Task to complete ->
Take every line in the entries that includes the word "paved" and copy it.

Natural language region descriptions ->
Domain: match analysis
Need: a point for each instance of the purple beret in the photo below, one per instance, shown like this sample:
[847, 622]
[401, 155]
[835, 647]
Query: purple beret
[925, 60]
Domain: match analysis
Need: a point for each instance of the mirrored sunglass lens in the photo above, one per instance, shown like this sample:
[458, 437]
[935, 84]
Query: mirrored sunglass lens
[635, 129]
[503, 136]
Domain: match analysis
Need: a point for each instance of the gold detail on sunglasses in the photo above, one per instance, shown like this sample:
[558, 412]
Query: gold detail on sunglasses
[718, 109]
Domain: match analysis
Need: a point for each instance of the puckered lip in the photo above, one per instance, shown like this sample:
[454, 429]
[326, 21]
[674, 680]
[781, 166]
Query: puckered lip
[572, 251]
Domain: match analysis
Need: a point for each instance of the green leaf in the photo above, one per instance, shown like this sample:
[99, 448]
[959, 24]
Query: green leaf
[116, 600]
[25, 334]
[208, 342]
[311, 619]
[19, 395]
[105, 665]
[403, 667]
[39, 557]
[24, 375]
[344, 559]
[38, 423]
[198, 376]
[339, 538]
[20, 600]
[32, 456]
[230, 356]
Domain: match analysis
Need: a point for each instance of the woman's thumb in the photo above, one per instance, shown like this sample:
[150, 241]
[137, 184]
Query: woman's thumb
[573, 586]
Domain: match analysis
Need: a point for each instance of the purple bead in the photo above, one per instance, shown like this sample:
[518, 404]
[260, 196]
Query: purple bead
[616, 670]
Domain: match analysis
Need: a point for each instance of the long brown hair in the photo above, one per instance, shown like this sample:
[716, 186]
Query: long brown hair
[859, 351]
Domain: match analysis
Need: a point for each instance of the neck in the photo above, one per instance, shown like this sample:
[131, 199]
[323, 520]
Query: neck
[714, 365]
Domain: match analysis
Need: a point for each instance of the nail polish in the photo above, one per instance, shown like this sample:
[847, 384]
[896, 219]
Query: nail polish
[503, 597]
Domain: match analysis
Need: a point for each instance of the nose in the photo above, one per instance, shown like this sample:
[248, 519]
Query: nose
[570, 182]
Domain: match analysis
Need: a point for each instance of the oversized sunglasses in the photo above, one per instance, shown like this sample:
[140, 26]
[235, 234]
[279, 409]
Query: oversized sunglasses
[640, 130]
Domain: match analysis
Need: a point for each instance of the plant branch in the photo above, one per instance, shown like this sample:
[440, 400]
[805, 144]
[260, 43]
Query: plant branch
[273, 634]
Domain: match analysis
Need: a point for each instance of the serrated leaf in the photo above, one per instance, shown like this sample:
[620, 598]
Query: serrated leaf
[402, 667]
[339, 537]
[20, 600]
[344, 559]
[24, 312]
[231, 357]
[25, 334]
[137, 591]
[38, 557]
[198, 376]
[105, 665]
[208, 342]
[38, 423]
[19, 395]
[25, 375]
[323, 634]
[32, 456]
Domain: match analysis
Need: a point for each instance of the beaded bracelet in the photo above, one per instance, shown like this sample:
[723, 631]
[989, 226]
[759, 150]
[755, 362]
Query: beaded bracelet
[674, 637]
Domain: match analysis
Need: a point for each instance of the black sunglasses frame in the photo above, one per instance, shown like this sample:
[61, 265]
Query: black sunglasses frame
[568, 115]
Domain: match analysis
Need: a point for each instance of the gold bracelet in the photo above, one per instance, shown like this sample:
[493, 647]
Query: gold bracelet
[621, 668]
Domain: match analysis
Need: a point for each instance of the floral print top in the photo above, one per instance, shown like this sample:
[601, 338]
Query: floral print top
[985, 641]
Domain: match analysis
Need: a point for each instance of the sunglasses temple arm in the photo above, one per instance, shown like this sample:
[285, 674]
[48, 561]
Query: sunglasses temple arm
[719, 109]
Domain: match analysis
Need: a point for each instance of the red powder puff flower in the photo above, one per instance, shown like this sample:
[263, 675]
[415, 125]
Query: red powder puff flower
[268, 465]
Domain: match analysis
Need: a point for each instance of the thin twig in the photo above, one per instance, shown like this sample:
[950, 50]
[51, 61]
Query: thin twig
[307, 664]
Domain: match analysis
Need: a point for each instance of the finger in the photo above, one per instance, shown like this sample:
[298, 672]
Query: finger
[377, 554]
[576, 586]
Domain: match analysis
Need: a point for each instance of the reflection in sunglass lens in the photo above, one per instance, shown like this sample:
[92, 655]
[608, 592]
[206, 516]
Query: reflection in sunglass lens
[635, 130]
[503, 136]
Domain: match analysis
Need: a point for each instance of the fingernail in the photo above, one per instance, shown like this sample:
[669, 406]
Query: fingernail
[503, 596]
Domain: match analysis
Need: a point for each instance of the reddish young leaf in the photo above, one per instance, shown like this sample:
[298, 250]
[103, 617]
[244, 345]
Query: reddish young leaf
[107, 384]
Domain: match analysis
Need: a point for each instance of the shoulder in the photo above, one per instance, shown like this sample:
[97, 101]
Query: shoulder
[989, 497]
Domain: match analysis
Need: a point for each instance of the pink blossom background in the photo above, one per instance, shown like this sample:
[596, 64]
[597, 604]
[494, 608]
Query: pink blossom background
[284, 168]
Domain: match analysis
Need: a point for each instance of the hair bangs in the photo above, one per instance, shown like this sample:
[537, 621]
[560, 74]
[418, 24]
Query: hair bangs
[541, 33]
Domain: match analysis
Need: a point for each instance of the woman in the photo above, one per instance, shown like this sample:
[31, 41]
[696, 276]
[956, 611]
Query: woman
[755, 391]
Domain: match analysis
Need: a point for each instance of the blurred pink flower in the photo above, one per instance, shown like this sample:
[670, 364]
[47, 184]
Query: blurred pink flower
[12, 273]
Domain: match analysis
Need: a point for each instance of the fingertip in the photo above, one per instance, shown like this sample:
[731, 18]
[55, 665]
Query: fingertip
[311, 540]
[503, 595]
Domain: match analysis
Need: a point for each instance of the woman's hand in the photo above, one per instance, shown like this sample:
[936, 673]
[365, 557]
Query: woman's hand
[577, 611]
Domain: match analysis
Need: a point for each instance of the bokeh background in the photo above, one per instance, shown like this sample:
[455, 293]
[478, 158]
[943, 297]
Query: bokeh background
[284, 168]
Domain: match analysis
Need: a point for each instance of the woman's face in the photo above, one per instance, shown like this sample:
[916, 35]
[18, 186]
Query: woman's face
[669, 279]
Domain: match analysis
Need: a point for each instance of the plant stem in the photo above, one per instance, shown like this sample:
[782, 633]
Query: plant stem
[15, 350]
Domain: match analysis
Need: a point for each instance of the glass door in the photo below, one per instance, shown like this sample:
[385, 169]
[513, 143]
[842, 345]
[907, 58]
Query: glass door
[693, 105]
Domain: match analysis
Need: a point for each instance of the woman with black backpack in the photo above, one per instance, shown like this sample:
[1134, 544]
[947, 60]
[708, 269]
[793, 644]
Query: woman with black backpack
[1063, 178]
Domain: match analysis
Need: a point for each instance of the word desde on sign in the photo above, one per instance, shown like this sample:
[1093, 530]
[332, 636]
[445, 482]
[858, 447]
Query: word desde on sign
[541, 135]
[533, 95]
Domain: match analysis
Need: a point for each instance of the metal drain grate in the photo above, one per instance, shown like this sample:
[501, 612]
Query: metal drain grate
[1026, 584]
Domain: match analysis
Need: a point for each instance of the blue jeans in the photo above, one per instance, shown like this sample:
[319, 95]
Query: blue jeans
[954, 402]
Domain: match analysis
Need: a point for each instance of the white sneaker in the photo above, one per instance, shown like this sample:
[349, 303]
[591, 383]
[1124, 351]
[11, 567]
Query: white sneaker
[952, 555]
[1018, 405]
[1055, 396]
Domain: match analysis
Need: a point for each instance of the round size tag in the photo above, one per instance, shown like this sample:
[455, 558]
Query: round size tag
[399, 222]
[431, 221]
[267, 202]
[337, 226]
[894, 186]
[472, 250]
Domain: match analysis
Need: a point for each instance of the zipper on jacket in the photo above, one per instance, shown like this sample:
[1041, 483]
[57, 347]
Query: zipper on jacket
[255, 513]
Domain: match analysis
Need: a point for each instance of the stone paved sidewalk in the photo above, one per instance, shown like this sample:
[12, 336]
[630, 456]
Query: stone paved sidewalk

Response to this task ->
Need: a point for each instance of the stone paved sidewalk in the photo above, one per instance, shown like this sample:
Query: stone paved sidewalk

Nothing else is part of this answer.